* But énoncé A *
Recopiez à l'identique toutes les lignes des entrées ci-dessous, de la première à la dernière.

* Extrait choisi *
========================================================================

Josiane Boureaux: pour l'Aphrodite bourrelle de cœurs


Josiane Boureaux, le pinceau d'Ouranos ressuscité!

La plume qui dérape quelquefois -quand elle encre un papier trop lisse- peut se permettre, introvertie, de pervertir les mots, ou plutôt d'user dans le langage déjà perverti et ranci, en surabondance empilé et compilé dans nos dicos, pour prêter à une vieille divinité grecque déchue par son propre sang le pinceau qu'il n'avait pas. Ouranos n'était pas un peintre. Ni un poète. Ni amant de beau. Bourreau du beau, bourreau de la famille, bourreau de la femme, de l'énergie vitale et séminale qu'il ne sut contenir ni investir dans le sensuel, l'affectif, le tendre, voilà ce qu'il était au juste, Ouranos. Et il serait tout aussi juste de dire qu'il fut déchu par son fils Cronos en raison du pinceau qu'il n'avait pas! Toutefois, à l'instant même où Crono(s) l'amputa du bourru bourdon de bourreau qui le rendait peu aimable à sa femme et ses enfants, à partir de l'instant précis où le tronçon de chair ensanglantée tomba dans sa mare de sang, revanche de la virilité martyre: ses attributs sectionnées au tranchant d'une pierre assassine devinrent un pinceau!

========================================================================

* But énoncé B *
Répondez à ces questions sur l'extrait choisi.
(i) Qui l'extrait présente-t-il comme « le pinceau d'Ouranos ressuscité » ?
(ii) Par qui Ouranos fut-il déchu ?
(iii) Avec quoi les attributs d'Ouranos furent-ils sectionnés ?

========================================================================

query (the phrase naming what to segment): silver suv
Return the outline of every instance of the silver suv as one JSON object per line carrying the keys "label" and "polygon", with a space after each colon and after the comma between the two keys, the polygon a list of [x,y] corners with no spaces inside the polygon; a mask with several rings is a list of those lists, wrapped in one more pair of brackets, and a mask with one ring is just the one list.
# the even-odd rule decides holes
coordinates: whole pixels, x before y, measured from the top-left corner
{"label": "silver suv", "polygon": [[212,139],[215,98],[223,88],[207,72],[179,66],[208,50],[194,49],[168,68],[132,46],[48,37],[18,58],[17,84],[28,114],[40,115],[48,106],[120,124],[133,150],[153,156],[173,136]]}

========================================================================

* Solution détaillée A *
query (the phrase naming what to segment): silver suv
Return the outline of every instance of the silver suv as one JSON object per line carrying the keys "label" and "polygon", with a space after each colon and after the comma between the two keys, the polygon a list of [x,y] corners with no spaces inside the polygon; a mask with several rings is a list of those lists, wrapped in one more pair of brackets, and a mask with one ring is just the one list.
# the even-odd rule decides holes
coordinates: whole pixels, x before y, measured from the top-left corner
{"label": "silver suv", "polygon": [[212,139],[215,98],[223,88],[207,72],[179,66],[208,50],[194,49],[168,68],[132,46],[48,37],[18,58],[17,84],[28,114],[40,115],[48,106],[120,124],[133,150],[153,156],[173,136]]}

* Solution détaillée B *
(i) Josiane Boureaux.
(ii) Par son fils Cronos.
(iii) Au tranchant d'une pierre, qualifiée d'assassine.